= Indian arts and crafts laws =

Indian arts and crafts laws are federal, state, and tribal truth-in-advertising laws in the United States that prohibit misrepresentation in marketing of American Indian or Alaska Native arts and crafts products. The federal Indian Arts and Crafts Act of 1990 (IACA) defines an American Indian as a member of a federally- or state-recognized tribe, while state and tribal Indian arts and crafts laws typically restrict the definition of an American Indian to citizens of federally recognized tribes only. At least 13 states and 4 federally recognized American Indian tribes have passed Indian arts and crafts laws.

==Federal law==

Hearing about Public Law 101-644 to expand the powers of the Indian Arts and Crafts Board, 2000

In 1935, the U.S. federal government passed the Indian Arts and Crafts Act which established the Indian Arts and Crafts Board but also addressed the problem of counterfeit Native American arts and crafts. The law gave penalties of $2,000 (approximately $45,783 in 2024 dollars) and/or six months in prison for selling any goods as "Indian products or Indian products of a particular Indian tribe or group, resident within the United States or the Territory of Alaska" which were not made by American Indians. This penalty was a misdemeanor.

Due to increasing Indigenous identity fraud in the 1970s and 1980s, Native American activists, including the Native American Artists Association cofounded by David Bradley (White Earth Ojibwe), Harvey Pratt (Cheyenne-Arapaho), Sharron Ahtone Harjo (Kiowa), Virginia Stroud (United Keetoowah Band/Muscogee), and others fought for stiffer penalties. This resulted in the Indian Arts and Crafts Act of 1990 (IACA), which made fraudulently selling work as American Indian–made, Native American–made, or created by a specific tribe a felony. Penalties for violating this law can result in fines up to $250,000 and/or prison terms up to five years. Testifying before Congress about the need for IACA enforcement, Harvey Pratt stated: "When Indian artists are undercut by the sale of fake Indian art, the integrity of authentic Indian art and artists suffer. We're also being robbed economically, culturally, and spiritually."

::::::::::

Stated goal 1
In the article on Indian arts and crafts laws, what is the largest fine that a violation of the Indian Arts and Crafts Act of 1990 can bring?
Stated goal 2
Pick up the article on Indian arts and crafts laws right after its final sentence and keep writing it.
The records aren't needed here.

(Point annotation records)
::::::::::

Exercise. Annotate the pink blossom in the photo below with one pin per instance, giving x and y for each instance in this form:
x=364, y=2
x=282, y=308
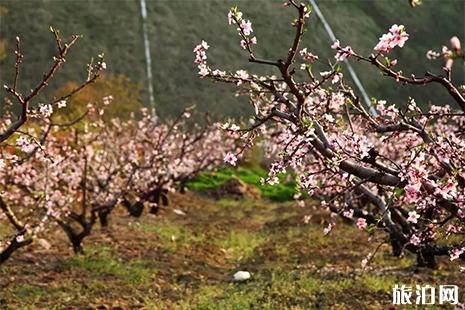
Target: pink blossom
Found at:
x=46, y=110
x=455, y=253
x=343, y=53
x=230, y=158
x=396, y=37
x=328, y=229
x=348, y=213
x=413, y=217
x=246, y=27
x=455, y=44
x=361, y=223
x=415, y=240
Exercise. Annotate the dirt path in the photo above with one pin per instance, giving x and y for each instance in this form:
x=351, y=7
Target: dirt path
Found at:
x=187, y=261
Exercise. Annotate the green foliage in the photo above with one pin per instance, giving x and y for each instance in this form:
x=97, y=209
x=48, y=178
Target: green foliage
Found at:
x=240, y=244
x=126, y=98
x=284, y=191
x=175, y=27
x=101, y=262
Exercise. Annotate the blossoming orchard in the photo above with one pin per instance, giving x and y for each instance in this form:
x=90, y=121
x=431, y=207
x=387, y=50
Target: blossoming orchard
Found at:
x=191, y=202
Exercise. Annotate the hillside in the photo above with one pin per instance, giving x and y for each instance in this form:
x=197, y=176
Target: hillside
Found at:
x=175, y=27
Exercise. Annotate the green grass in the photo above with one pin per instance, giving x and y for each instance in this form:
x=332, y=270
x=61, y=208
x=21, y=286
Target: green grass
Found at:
x=176, y=26
x=172, y=236
x=240, y=245
x=100, y=262
x=284, y=191
x=187, y=262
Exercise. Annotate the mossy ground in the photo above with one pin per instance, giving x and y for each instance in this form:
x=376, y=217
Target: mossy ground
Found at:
x=187, y=262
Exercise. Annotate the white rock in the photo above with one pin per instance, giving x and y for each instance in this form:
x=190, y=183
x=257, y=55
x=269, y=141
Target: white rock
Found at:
x=241, y=276
x=179, y=212
x=44, y=243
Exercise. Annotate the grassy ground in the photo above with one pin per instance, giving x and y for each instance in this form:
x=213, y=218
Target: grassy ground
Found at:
x=284, y=191
x=187, y=262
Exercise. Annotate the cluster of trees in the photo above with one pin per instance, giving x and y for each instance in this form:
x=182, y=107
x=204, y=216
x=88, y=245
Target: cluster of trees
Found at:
x=382, y=167
x=69, y=171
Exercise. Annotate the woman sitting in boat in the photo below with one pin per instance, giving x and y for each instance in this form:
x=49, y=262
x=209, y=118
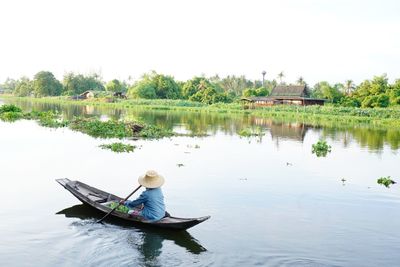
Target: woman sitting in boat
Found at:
x=150, y=204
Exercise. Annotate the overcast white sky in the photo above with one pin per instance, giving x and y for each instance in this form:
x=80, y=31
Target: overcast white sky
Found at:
x=317, y=39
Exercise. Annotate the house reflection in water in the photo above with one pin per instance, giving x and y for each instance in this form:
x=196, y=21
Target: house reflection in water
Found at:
x=294, y=131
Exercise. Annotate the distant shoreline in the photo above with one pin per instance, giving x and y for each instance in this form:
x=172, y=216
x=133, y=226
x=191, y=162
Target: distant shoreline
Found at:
x=314, y=115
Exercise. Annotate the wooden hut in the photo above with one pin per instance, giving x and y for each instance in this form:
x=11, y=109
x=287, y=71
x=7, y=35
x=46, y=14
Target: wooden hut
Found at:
x=84, y=95
x=285, y=94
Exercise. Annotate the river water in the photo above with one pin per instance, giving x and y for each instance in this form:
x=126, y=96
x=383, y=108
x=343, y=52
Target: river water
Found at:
x=271, y=201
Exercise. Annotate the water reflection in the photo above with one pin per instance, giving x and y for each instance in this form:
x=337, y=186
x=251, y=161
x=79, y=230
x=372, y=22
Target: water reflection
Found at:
x=230, y=124
x=151, y=239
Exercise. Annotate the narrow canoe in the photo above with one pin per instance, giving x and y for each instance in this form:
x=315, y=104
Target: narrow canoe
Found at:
x=96, y=198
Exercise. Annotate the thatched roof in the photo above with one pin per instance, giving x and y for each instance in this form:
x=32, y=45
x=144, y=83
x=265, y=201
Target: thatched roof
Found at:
x=289, y=90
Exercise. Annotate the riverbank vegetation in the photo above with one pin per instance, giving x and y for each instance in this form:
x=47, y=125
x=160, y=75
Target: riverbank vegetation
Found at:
x=118, y=147
x=377, y=92
x=90, y=126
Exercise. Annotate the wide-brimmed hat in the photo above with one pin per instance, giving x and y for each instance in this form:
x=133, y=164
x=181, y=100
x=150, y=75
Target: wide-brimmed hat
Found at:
x=151, y=180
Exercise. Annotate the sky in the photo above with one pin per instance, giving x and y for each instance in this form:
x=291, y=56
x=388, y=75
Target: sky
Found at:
x=319, y=40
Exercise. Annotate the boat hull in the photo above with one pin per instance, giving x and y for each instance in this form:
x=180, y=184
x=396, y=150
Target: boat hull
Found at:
x=95, y=198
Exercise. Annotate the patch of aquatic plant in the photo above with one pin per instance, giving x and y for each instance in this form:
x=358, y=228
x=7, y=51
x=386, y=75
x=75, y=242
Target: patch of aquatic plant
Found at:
x=103, y=129
x=47, y=119
x=118, y=147
x=154, y=131
x=249, y=132
x=386, y=181
x=10, y=113
x=321, y=148
x=9, y=108
x=118, y=129
x=121, y=208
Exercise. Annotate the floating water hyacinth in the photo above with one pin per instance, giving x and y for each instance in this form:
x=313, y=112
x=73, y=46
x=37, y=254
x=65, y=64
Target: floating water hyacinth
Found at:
x=386, y=181
x=118, y=147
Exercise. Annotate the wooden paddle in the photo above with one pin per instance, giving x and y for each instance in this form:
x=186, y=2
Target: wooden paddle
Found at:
x=105, y=216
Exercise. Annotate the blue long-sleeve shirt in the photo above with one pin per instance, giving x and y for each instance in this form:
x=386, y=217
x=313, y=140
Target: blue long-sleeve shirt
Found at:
x=153, y=201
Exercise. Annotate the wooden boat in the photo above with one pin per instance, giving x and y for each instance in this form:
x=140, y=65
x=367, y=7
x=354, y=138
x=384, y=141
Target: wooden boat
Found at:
x=97, y=199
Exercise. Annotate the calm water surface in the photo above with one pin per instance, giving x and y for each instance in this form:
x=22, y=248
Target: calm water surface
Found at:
x=272, y=202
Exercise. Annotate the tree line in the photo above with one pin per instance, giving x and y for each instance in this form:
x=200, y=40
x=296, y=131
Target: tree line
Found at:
x=377, y=92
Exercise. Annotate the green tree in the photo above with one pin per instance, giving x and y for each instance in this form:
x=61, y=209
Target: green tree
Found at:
x=348, y=87
x=194, y=85
x=155, y=85
x=115, y=86
x=394, y=93
x=77, y=83
x=24, y=87
x=300, y=81
x=368, y=91
x=45, y=84
x=326, y=91
x=234, y=84
x=280, y=77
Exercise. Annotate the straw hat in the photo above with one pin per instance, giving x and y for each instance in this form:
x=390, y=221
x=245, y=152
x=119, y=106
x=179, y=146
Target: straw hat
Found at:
x=151, y=180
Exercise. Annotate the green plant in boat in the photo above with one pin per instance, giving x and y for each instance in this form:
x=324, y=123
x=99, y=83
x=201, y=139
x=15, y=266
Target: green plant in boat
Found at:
x=121, y=208
x=386, y=181
x=321, y=148
x=118, y=147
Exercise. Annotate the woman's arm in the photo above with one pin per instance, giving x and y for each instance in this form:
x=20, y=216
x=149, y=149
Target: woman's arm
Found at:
x=140, y=200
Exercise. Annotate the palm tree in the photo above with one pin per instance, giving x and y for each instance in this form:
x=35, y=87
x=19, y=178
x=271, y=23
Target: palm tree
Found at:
x=348, y=87
x=300, y=81
x=280, y=76
x=263, y=73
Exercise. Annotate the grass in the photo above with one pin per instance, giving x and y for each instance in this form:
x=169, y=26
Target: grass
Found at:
x=313, y=115
x=118, y=147
x=249, y=132
x=92, y=127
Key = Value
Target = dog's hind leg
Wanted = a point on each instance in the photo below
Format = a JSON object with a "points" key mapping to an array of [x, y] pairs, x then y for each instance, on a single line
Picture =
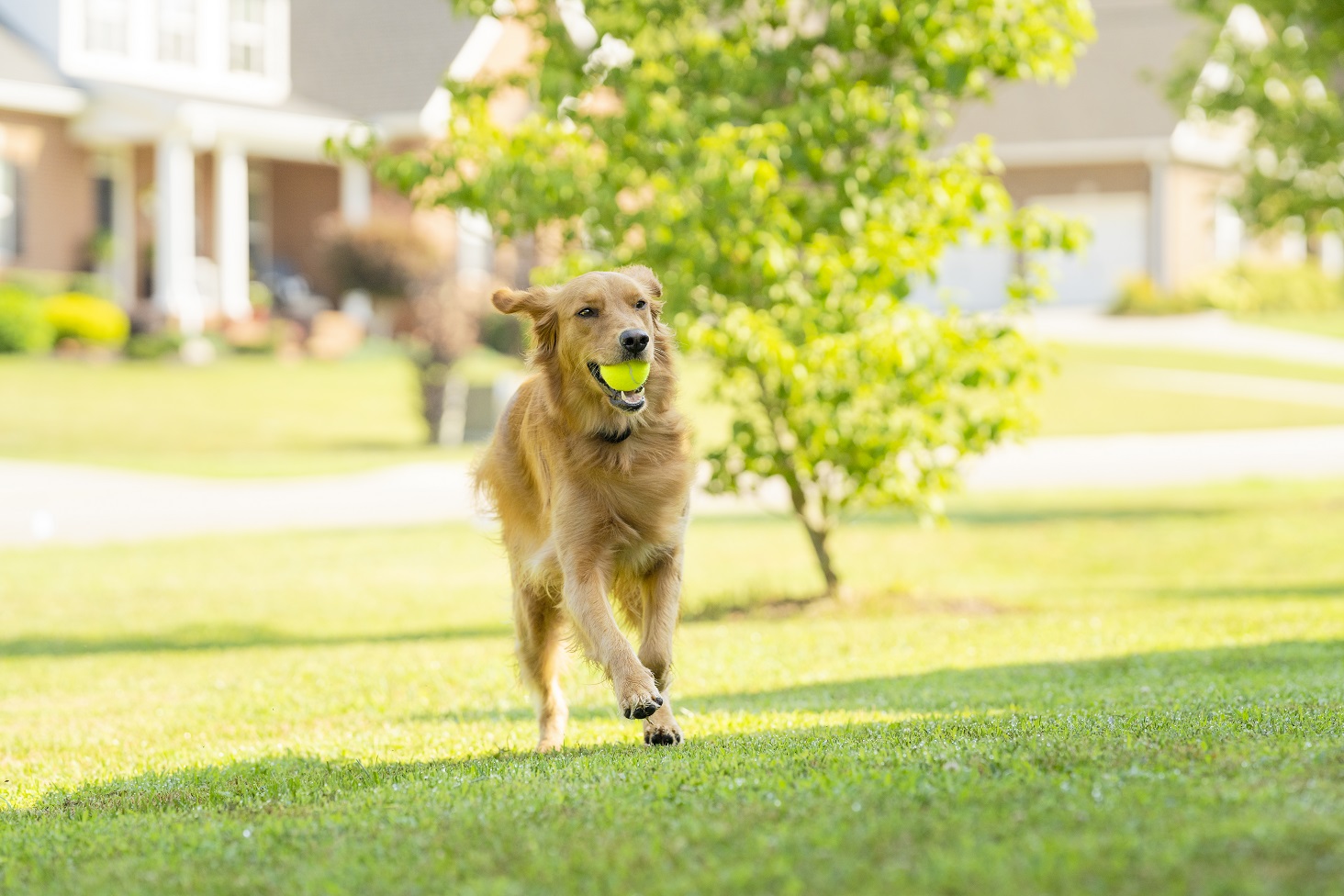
{"points": [[657, 623], [536, 618]]}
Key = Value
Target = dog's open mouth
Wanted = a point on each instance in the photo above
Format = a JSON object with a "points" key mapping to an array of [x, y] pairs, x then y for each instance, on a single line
{"points": [[631, 400]]}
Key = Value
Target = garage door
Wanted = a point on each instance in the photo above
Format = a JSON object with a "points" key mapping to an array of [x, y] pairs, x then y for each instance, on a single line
{"points": [[975, 277], [1117, 252]]}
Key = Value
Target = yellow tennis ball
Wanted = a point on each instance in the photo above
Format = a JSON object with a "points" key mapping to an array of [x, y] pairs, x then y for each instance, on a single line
{"points": [[628, 376]]}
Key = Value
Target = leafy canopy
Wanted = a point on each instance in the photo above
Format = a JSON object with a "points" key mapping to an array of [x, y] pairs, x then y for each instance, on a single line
{"points": [[1274, 70], [781, 165]]}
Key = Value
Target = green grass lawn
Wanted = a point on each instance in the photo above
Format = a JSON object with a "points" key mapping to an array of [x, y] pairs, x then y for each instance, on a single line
{"points": [[263, 417], [241, 417], [1094, 693], [1091, 397]]}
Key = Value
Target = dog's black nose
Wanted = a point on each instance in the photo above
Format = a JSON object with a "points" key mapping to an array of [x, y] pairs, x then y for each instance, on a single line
{"points": [[634, 340]]}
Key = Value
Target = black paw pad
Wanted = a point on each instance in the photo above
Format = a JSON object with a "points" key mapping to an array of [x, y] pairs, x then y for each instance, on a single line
{"points": [[660, 738], [644, 711]]}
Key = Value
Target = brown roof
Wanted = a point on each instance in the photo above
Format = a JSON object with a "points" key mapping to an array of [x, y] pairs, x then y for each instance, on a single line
{"points": [[1118, 90]]}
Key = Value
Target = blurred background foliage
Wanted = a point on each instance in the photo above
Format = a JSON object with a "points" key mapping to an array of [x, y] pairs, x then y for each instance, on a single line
{"points": [[784, 170], [1274, 74]]}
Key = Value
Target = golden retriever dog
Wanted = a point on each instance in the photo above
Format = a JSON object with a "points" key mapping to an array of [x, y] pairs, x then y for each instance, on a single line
{"points": [[591, 487]]}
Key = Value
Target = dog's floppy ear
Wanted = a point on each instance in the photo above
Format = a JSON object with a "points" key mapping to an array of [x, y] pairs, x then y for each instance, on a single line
{"points": [[533, 301], [536, 304], [645, 278]]}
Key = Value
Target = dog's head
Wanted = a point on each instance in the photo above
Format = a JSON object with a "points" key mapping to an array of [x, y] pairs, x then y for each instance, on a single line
{"points": [[596, 319]]}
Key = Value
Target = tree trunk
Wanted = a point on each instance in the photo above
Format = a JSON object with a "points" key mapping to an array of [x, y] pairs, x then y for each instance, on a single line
{"points": [[819, 547], [817, 533], [431, 375]]}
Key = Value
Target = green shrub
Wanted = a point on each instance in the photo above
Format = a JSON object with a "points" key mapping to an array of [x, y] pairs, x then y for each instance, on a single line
{"points": [[86, 319], [1257, 290], [23, 328], [148, 347], [1143, 296]]}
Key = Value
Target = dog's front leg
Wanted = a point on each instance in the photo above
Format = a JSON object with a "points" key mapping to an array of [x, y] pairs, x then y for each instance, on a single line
{"points": [[663, 595], [588, 576]]}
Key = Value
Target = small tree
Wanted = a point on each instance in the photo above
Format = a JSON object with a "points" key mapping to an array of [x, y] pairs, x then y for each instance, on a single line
{"points": [[1273, 72], [405, 273], [778, 164]]}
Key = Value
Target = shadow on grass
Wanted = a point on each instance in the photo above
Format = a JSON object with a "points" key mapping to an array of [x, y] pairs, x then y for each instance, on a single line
{"points": [[1305, 590], [217, 638], [958, 708], [995, 516], [1132, 683]]}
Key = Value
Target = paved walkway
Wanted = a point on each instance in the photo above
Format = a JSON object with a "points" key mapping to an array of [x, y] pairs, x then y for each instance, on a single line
{"points": [[1204, 332], [72, 504], [1265, 388]]}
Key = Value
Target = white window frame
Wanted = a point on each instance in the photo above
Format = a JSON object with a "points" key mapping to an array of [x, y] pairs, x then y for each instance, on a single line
{"points": [[177, 32], [208, 75], [248, 35], [90, 29], [11, 212]]}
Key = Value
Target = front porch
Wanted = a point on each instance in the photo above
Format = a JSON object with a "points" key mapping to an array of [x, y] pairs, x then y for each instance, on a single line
{"points": [[208, 197]]}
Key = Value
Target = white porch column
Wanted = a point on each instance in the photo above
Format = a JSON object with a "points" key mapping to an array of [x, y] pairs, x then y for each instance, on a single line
{"points": [[1158, 263], [356, 196], [175, 234], [122, 173], [231, 230]]}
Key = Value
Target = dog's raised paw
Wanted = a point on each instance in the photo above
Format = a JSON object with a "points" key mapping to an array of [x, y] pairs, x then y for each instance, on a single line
{"points": [[644, 708], [659, 736]]}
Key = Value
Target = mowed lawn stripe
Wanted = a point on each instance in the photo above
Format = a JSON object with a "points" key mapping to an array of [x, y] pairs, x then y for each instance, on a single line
{"points": [[1126, 693]]}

::::::::::

Output 1
Up to $250,000.

Output 2
==State laws==

Many states within the United States have passed American Indian arts and crafts laws, including Alaska, Arizona, California, Colorado, Minnesota, Missouri, Montana, Nebraska, Nevada, New Mexico, Oklahoma, South Dakota, and Texas.

===Alaska===
The Alaska Statutes defines an Alaska Native as "a state resident and who is an enrolled member of an Alaska tribe" and defines "authentic Alaska Native art" as works that are crafted or created within the state of Alaska by a citizen of an Alaska Native tribe.

===Arizona===
Arizona Revised Statutes Article 2.1 is titled "Fraudulent Practices in the Sale of Indian Arts and Crafts". The law defines an "Indian" as a citizen or a descendant of a federally recognized American Indian tribe.

===California===
California's Indian arts and crafts law was passed in 1965.

===Colorado===
Chapter 15 of Title 6 of the Colorado Revised Statutes stipulated that "Authentic Indian arts and crafts" are "any product that is handcrafted by Indian labor or workmanship." The law defines an "Indian" as a citizen or descendant of a federally recognized American Indian tribe.

===Minnesota===
Minnesota state law requires imitation Indian-style products to be listed as "not Indian-made". The law defines an Indian as "those made exclusively by persons who are of at least one-quarter Indian blood or who are listed on the rolls of the United States Bureau of Indian Affairs as Indians".

===Missouri===
Chapter 407 of the Missouri Title XXVI Trade and Commerce statute addresses penalties for the misleading sale of any work advertised as being "American Indian art or craft" that is not made by an "American Indian." American Indian is defined as "a person who is a citizen or enrolled member of an American Indian tribe." The law defines American Indian tribe as "any Indian tribe federally recognized by the Bureau of Indian Affairs of the United States Department of the Interior". The penalties are between $25 to $200 and/or imprisonment from 30 to 90 days.

===Montana===
Part 6 of the Montana Consumer Protection Act is titled "Sale of Imitation Indian Articles". The law defines an American Indian as an enrolled citizen of a federally recognized tribe.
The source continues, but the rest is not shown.